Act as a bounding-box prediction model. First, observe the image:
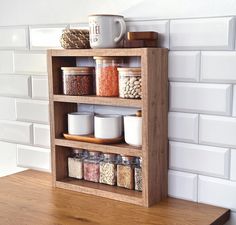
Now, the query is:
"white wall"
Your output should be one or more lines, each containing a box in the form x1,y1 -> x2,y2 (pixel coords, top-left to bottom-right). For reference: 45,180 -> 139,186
0,0 -> 236,26
0,0 -> 236,225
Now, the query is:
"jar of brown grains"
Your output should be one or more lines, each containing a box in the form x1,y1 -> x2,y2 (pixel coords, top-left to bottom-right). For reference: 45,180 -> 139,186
99,153 -> 116,185
117,156 -> 134,189
61,67 -> 95,95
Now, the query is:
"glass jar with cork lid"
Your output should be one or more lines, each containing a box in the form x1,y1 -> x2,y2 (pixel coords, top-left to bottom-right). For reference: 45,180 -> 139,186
84,152 -> 100,183
68,149 -> 85,179
94,57 -> 123,97
99,153 -> 117,185
61,67 -> 94,96
118,67 -> 142,99
117,155 -> 134,190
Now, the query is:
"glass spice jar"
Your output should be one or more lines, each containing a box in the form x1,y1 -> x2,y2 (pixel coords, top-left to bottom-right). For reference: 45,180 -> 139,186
84,152 -> 100,182
117,156 -> 134,189
68,149 -> 84,179
61,67 -> 94,96
99,154 -> 116,185
134,158 -> 143,191
94,57 -> 123,97
118,67 -> 142,99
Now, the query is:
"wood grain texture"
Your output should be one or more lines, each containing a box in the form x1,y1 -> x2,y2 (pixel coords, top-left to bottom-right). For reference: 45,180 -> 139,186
53,95 -> 142,108
48,48 -> 168,207
54,138 -> 142,157
141,49 -> 168,206
0,170 -> 230,225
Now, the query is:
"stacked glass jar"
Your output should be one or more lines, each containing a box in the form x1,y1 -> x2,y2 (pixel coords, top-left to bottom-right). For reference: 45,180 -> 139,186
68,149 -> 142,191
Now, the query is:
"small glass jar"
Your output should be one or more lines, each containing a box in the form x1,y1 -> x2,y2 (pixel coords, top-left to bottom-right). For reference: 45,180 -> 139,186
61,67 -> 94,96
94,57 -> 123,97
99,154 -> 116,185
134,158 -> 143,191
84,152 -> 100,182
68,149 -> 84,179
118,67 -> 142,99
117,156 -> 134,189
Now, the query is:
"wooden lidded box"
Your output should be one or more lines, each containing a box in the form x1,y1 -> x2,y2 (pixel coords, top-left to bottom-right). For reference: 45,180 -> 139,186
48,48 -> 168,207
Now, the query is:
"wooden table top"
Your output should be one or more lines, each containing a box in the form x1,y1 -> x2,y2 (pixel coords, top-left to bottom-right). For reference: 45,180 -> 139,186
0,170 -> 229,225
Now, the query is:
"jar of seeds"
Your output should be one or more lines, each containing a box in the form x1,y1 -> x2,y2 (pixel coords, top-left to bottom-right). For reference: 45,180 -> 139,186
84,152 -> 100,182
117,156 -> 134,189
68,149 -> 84,179
134,158 -> 143,191
118,67 -> 142,99
99,154 -> 116,185
61,67 -> 94,96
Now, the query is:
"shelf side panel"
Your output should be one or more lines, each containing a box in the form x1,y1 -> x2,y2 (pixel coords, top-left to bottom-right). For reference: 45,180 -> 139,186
142,49 -> 168,206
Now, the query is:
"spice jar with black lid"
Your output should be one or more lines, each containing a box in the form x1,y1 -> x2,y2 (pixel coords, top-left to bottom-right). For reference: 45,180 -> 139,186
84,152 -> 100,183
68,149 -> 85,179
117,156 -> 134,189
134,158 -> 143,191
61,67 -> 94,96
99,153 -> 117,185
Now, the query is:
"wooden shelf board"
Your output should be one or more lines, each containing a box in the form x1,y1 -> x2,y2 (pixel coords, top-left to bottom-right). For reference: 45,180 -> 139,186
48,48 -> 155,57
54,138 -> 143,157
56,178 -> 143,205
53,95 -> 142,108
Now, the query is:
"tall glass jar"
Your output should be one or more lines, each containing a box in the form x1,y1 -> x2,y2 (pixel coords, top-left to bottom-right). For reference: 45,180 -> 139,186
68,149 -> 84,179
99,154 -> 116,185
134,158 -> 143,191
61,67 -> 94,95
84,152 -> 100,182
118,67 -> 142,99
94,57 -> 123,97
117,156 -> 134,189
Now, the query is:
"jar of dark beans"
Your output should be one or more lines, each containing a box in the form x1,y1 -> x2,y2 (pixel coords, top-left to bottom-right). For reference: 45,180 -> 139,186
134,158 -> 143,191
117,156 -> 134,189
61,67 -> 95,95
99,153 -> 116,185
84,152 -> 100,183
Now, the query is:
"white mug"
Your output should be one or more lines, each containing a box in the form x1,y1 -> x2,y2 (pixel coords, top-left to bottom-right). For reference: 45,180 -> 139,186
68,112 -> 94,135
94,114 -> 123,139
89,14 -> 126,48
124,115 -> 142,147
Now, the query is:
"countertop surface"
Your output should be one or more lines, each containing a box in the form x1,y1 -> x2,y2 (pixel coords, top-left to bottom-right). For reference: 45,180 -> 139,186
0,170 -> 229,225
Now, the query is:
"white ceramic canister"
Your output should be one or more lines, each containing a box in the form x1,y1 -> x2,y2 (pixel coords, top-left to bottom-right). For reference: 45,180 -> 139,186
124,115 -> 142,147
68,112 -> 94,135
94,114 -> 123,139
89,14 -> 126,48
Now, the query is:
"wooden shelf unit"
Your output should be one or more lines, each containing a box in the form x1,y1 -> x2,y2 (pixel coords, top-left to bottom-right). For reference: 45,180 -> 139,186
48,48 -> 168,207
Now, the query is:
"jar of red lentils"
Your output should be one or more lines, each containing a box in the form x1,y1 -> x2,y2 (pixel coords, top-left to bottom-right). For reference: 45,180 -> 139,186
94,57 -> 123,97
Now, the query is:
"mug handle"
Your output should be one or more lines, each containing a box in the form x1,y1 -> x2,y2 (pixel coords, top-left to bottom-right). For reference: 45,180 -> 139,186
114,18 -> 126,43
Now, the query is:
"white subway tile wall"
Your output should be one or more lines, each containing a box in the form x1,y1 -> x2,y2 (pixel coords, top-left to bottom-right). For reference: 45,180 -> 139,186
0,16 -> 236,225
30,25 -> 66,50
168,51 -> 200,82
168,112 -> 198,143
0,26 -> 29,50
169,142 -> 230,178
168,170 -> 197,202
17,145 -> 51,171
32,76 -> 48,100
0,75 -> 31,98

- **EXERCISE BRIEF**:
Please reproduce the material above with "pixel coords" replaced by "pixel coordinates" everywhere and nothing else changed, leaving the pictures out.

- **RESPONSE TO THIS TASK**:
Act as a bounding-box prediction model. First, observe the image:
Now, the query is:
"white wall"
Your output should be one or more lines, each containing a box in the form x1,y1 -> x2,y2 (pixel coordinates, top-left to bottom-right). For reference: 45,180 -> 139,186
0,0 -> 236,26
0,0 -> 236,225
Now, the query is:
"jar of brown grains"
Your output should be one or more lines, each containing a box in the form x1,y1 -> x2,y2 (pixel coordinates, top-left to bottom-right). For reference: 45,180 -> 139,186
99,153 -> 116,185
117,156 -> 134,189
61,67 -> 95,95
Now, the query is:
"glass jar with cork lid"
Your output should be one or more lines, each containing a box in the form x1,y1 -> x2,y2 (pixel coordinates, top-left to bottom-right). For reference: 45,180 -> 139,186
84,152 -> 100,183
68,149 -> 85,179
94,57 -> 123,97
99,153 -> 117,185
61,67 -> 94,96
118,67 -> 142,99
117,155 -> 134,190
Now, the query is:
"glass spice jar"
Your output should be one or more lines, each containing a box in the form x1,y1 -> x2,y2 (pixel coordinates, top-left to bottom-right). For reference: 45,180 -> 139,186
84,152 -> 100,182
117,156 -> 134,189
68,149 -> 84,179
61,67 -> 94,96
99,154 -> 116,185
134,158 -> 143,191
94,57 -> 123,97
118,67 -> 142,99
Now, the query is:
"wood grain texture"
Your output should be one or more lines, each containing a box in the form x1,y1 -> x2,y2 (pixel coordinates, top-left to bottom-right). For reference: 45,180 -> 139,186
53,95 -> 142,108
48,48 -> 168,207
54,138 -> 142,157
141,49 -> 168,206
0,170 -> 230,225
Now, the query is:
"stacked glass jar"
Your output should be one or more lines, each containing a box in the form x1,y1 -> x2,y2 (pixel coordinates, top-left to bottom-right). For reference: 45,180 -> 139,186
68,149 -> 142,191
Now, the query is:
"small glass jar"
Your output should be one or more lines, each containing a box in the form x1,y1 -> x2,y2 (pixel coordinates, top-left to bottom-right). For reference: 45,180 -> 139,186
61,67 -> 94,96
94,57 -> 123,97
99,154 -> 116,185
134,158 -> 143,191
84,152 -> 100,182
68,149 -> 84,179
118,67 -> 142,99
117,156 -> 134,189
Now, the query is:
"wooden lidded box"
Your output should be one or more lines, each containing a box in the form x1,y1 -> x2,y2 (pixel coordinates, top-left to bottom-right). For reference: 45,180 -> 139,186
48,48 -> 168,207
Now, the query is:
"wooden table top"
Your output should be one or more lines, each containing a box in the form x1,y1 -> x2,y2 (pixel coordinates, top-left to bottom-right). For reference: 45,180 -> 139,186
0,170 -> 229,225
Now, the query is:
"jar of seeds"
Your output should be one or more lines, each containing a box in the form x1,y1 -> x2,y2 (pixel coordinates, top-left to bottom-right). For reference: 45,180 -> 139,186
84,152 -> 100,182
117,156 -> 134,189
68,149 -> 84,179
134,158 -> 143,191
118,67 -> 142,99
99,154 -> 116,185
61,67 -> 94,96
Now, the query is:
"shelf side panel"
Your output should be one or more lines, each containing a box in the form x1,y1 -> x2,y2 (pixel coordinates, top-left to bottom-right). For reference: 45,180 -> 139,186
142,49 -> 168,206
Now, the query is:
"spice jar with black lid"
Your output should be one or more lines, each containing a box in the form x1,y1 -> x2,y2 (pixel coordinates, top-left to bottom-right). For reference: 45,180 -> 139,186
84,152 -> 100,183
68,149 -> 85,179
117,156 -> 134,189
134,158 -> 143,191
61,67 -> 94,96
99,153 -> 117,185
Now, the query is:
"wooden shelf board"
Your output should be one or more lines, each containing a box in the form x1,y1 -> x2,y2 (pixel coordinates, top-left to bottom-right). For reference: 45,180 -> 139,186
48,48 -> 155,57
54,138 -> 143,157
56,178 -> 143,205
53,95 -> 142,108
Now, the query is:
"tall glass jar"
Your output should be one or more lines, each containing a box in the form x1,y1 -> x2,y2 (pixel coordinates, top-left to bottom-right). For reference: 45,180 -> 139,186
68,149 -> 84,179
99,154 -> 116,185
134,158 -> 143,191
61,67 -> 94,95
84,152 -> 100,182
118,67 -> 142,99
94,57 -> 123,97
117,156 -> 134,189
Now, the query is:
"jar of dark beans"
Your output should be one or more lines, each containing a box in the form x1,y1 -> x2,y2 (pixel coordinates, top-left to bottom-right). For reference: 45,180 -> 139,186
134,158 -> 143,191
117,156 -> 134,189
61,67 -> 95,95
99,153 -> 116,185
84,152 -> 100,183
Now, the query is:
"white mug"
Your output should be one or more lines, each containing a box in the form x1,y1 -> x2,y2 (pixel coordinates, top-left to bottom-right). For reference: 45,180 -> 139,186
68,112 -> 94,135
94,114 -> 123,139
89,14 -> 126,48
124,115 -> 142,147
Now, the query is:
"countertop surface"
Your output should be one or more lines, each containing a box in the form x1,y1 -> x2,y2 (pixel coordinates, top-left to bottom-right). For reference: 45,180 -> 139,186
0,170 -> 229,225
Now, the query is:
"white ceramic canister"
Your output should be one or more lines, each containing a box in the form x1,y1 -> x2,y2 (pixel coordinates, top-left to bottom-right). For reference: 45,180 -> 139,186
124,115 -> 142,147
68,112 -> 94,135
94,114 -> 123,139
89,14 -> 126,48
Now, the query is:
"wooden shelf unit"
Your output should be one or more lines, each containing a box in the form x1,y1 -> x2,y2 (pixel coordinates, top-left to bottom-right). For reference: 45,180 -> 139,186
48,48 -> 168,207
Now, the query is:
"jar of red lentils"
Your output should be one or more lines, each containing a box in the form x1,y1 -> x2,y2 (pixel coordinates, top-left to bottom-right). For reference: 45,180 -> 139,186
94,57 -> 123,97
Now, the query is:
"mug handle"
Your output should be one or more lines, each containing a box in the form x1,y1 -> x2,y2 (pixel coordinates, top-left to bottom-right). For reference: 45,180 -> 139,186
114,18 -> 126,43
Now, the query is:
"white subway tile wall"
Your output should be one or more lines, each containing a box in the form x1,y1 -> x2,y2 (pixel coordinates, top-left to bottom-right). For reference: 45,180 -> 139,186
0,16 -> 236,225
30,25 -> 66,50
168,51 -> 200,82
168,112 -> 198,143
0,26 -> 29,50
169,142 -> 230,178
168,170 -> 197,202
17,145 -> 51,171
32,76 -> 48,100
0,75 -> 31,98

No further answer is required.